### INSTRUÇÕES DA TAREFA
Cite literalmente a parte do trecho sobre a Comissão de Saúde da ALEP que começa nas palavras "Projeto que garante" e para logo depois de "saúde no Paraná.".

### TRECHO DO TEXTO
********
Projeto que garante atendimento rápido a vítimas de violência doméstica avança junto a outras sete propostas na Comissão de Saúde da ALEP

Comissão de Saúde da ALEP aprova projeto que prioriza atendimento a mulheres vítimas de violência doméstica no IML e outras sete propostas que ampliam direitos e promovem saúde no Paraná.
Prioridade no IML expõe urgência na proteção às vítimas de violência
A Comissão de Saúde Pública da Assembleia Legislativa do Paraná, presidida por Tercilio Turini (MDB), aprovou na última segunda-feira (24) o projeto de lei que estabelece prioridade no atendimento e na emissão de laudos pelo Instituto Médico Legal para mulheres vítimas de violência doméstica e estupro de vulnerável. A proposta, de Requião Filho (PDT) e Arilson Chiorato (PT), recebeu unanimidade e foi respaldada pelo substitutivo geral da CCJ, sinalizando preocupação institucional com a agilidade e respeito às vítimas em um sistema que frequentemente mostra lentidão e descaso.
********
### DADOS FORNECIDOS

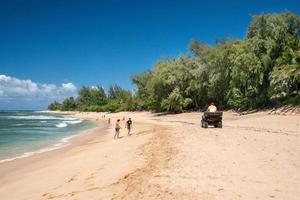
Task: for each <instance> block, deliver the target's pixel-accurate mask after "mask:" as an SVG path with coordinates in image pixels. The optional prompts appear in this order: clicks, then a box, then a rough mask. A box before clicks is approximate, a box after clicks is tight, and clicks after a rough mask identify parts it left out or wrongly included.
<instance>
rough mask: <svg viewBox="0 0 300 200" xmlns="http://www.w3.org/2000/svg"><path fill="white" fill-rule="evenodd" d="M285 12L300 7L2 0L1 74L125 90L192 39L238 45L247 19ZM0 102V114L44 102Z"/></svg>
mask: <svg viewBox="0 0 300 200" xmlns="http://www.w3.org/2000/svg"><path fill="white" fill-rule="evenodd" d="M286 9H287V10H289V11H292V12H294V13H296V14H300V1H296V0H276V1H275V0H269V1H267V0H266V1H259V0H252V1H238V0H236V1H226V3H225V1H217V0H211V1H192V0H185V1H184V0H182V1H176V0H173V1H168V0H164V1H163V0H161V1H158V0H151V1H150V0H149V1H142V0H139V1H138V0H136V1H132V0H131V1H125V0H104V1H100V0H99V1H89V0H82V1H79V0H60V1H59V0H49V1H48V0H34V1H33V0H0V27H1V31H0V74H2V75H5V77H4V76H2V78H3V80H4V79H5V80H7V77H10V78H11V79H10V81H12V80H13V79H16V80H20V81H26V80H27V81H29V80H30V81H31V82H32V83H36V84H37V87H38V89H41V90H42V88H43V87H42V85H43V84H46V85H52V86H53V85H55V87H56V89H57V90H59V88H60V89H61V88H64V86H63V85H62V84H73V85H74V86H75V87H76V88H77V89H78V88H80V87H81V86H83V85H88V86H92V85H103V86H104V87H105V88H107V87H108V85H109V84H112V83H117V84H120V85H121V86H123V87H125V88H128V89H131V88H133V85H132V84H131V81H130V76H131V75H133V74H136V73H140V72H142V71H145V70H147V69H150V68H151V67H152V66H153V64H154V63H155V62H156V61H158V60H159V59H161V58H173V57H176V56H178V55H181V54H187V53H188V44H189V42H190V41H191V40H192V39H196V40H198V41H200V42H203V43H207V44H211V45H213V44H214V42H215V40H216V39H224V38H238V39H242V38H244V37H245V33H246V31H247V26H248V25H249V23H250V21H251V16H253V15H256V14H261V13H263V12H264V13H274V12H282V11H284V10H286ZM19 83H20V82H19ZM0 84H3V83H1V82H0ZM20 84H21V83H20ZM29 85H30V84H29ZM2 86H3V85H2ZM28 87H31V86H28ZM44 88H45V87H44ZM71 89H72V91H67V92H66V94H65V93H63V95H60V97H62V96H64V95H70V94H72V93H69V92H75V90H74V88H72V87H71ZM54 90H55V89H54ZM1 94H2V96H4V94H5V93H4V92H3V91H2V93H1V91H0V96H1ZM12 96H13V95H12ZM14 98H15V99H14ZM53 98H55V96H53ZM3 99H4V98H0V109H4V108H7V109H13V108H17V107H18V106H19V107H21V108H30V109H31V108H44V107H45V104H46V103H47V102H45V101H43V100H41V102H38V103H32V100H29V101H28V102H27V103H23V104H22V106H20V104H19V102H21V101H22V96H21V98H19V99H16V96H13V97H10V98H6V100H5V102H4V100H3ZM8 99H9V100H8ZM40 99H42V97H40Z"/></svg>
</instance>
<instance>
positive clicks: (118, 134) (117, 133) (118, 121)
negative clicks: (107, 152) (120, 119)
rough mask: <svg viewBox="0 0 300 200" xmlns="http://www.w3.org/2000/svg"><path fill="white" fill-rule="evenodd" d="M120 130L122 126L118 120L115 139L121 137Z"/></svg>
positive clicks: (115, 132) (115, 129) (119, 120)
mask: <svg viewBox="0 0 300 200" xmlns="http://www.w3.org/2000/svg"><path fill="white" fill-rule="evenodd" d="M120 129H121V126H120V119H118V120H117V122H116V126H115V136H114V139H116V137H117V138H120V137H119V135H120Z"/></svg>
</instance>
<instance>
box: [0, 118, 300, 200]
mask: <svg viewBox="0 0 300 200" xmlns="http://www.w3.org/2000/svg"><path fill="white" fill-rule="evenodd" d="M73 114H74V115H75V116H76V117H79V116H81V117H82V118H84V119H91V120H94V121H98V123H104V125H105V124H106V125H107V123H106V122H105V120H104V118H101V113H73ZM123 117H126V119H127V118H128V117H131V118H132V119H133V132H132V135H131V136H128V135H127V132H126V130H124V129H121V138H120V139H116V140H114V139H113V134H114V129H113V126H110V127H108V126H107V128H105V127H102V128H103V129H101V128H99V129H96V130H94V131H93V132H92V133H91V134H88V135H86V136H83V137H77V138H73V139H74V142H73V143H72V146H67V147H65V148H61V149H58V150H54V151H50V152H46V153H41V154H38V155H34V156H31V157H27V158H24V159H19V160H16V161H12V162H11V163H15V164H14V165H12V164H11V165H9V166H7V167H6V169H5V168H4V167H3V165H0V196H1V197H2V198H3V199H9V200H27V199H31V200H49V199H55V200H60V199H64V200H74V199H76V200H85V199H90V200H98V199H105V200H106V199H109V200H111V199H114V200H118V199H123V200H131V199H160V200H165V199H173V200H176V199H217V200H219V199H220V200H221V199H289V200H294V199H295V200H296V199H298V197H299V195H300V191H299V189H298V188H299V186H300V173H299V169H300V160H299V155H300V131H299V130H300V129H299V127H300V115H273V114H269V112H259V113H254V114H249V115H241V116H240V115H236V114H235V113H233V112H224V116H223V121H224V123H223V125H224V126H223V128H222V129H216V128H213V127H209V128H206V129H204V128H201V126H200V124H199V120H200V117H201V113H195V112H194V113H182V114H177V115H157V114H155V113H149V112H122V113H111V114H107V117H106V119H108V118H111V119H112V124H113V123H114V122H115V121H116V119H122V118H123ZM97 119H98V120H97ZM124 125H125V121H121V126H122V127H124ZM124 128H125V127H124ZM72 141H73V140H72ZM286 171H289V173H290V174H293V176H287V175H286ZM16 188H18V189H17V190H16Z"/></svg>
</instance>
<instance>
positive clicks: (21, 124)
mask: <svg viewBox="0 0 300 200" xmlns="http://www.w3.org/2000/svg"><path fill="white" fill-rule="evenodd" d="M24 125H25V124H15V125H14V126H24Z"/></svg>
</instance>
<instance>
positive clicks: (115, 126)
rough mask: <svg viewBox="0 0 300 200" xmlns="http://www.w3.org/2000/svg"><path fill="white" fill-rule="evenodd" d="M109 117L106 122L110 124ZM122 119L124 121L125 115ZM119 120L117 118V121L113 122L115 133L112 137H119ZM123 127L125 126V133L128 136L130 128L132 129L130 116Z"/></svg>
mask: <svg viewBox="0 0 300 200" xmlns="http://www.w3.org/2000/svg"><path fill="white" fill-rule="evenodd" d="M110 121H111V120H110V118H109V119H108V123H109V124H110ZM123 121H125V117H123ZM120 122H121V120H120V119H117V122H116V124H115V135H114V139H116V138H120V130H121V128H122V127H121V124H120ZM125 128H127V131H128V132H127V134H128V135H129V136H130V135H131V129H132V120H131V118H129V119H128V120H127V121H126V123H125Z"/></svg>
********
### RESULTADO
Projeto que garante atendimento rápido a vítimas de violência doméstica avança junto a outras sete propostas na Comissão de Saúde da ALEP

Comissão de Saúde da ALEP aprova projeto que prioriza atendimento a mulheres vítimas de violência doméstica no IML e outras sete propostas que ampliam direitos e promovem saúde no Paraná.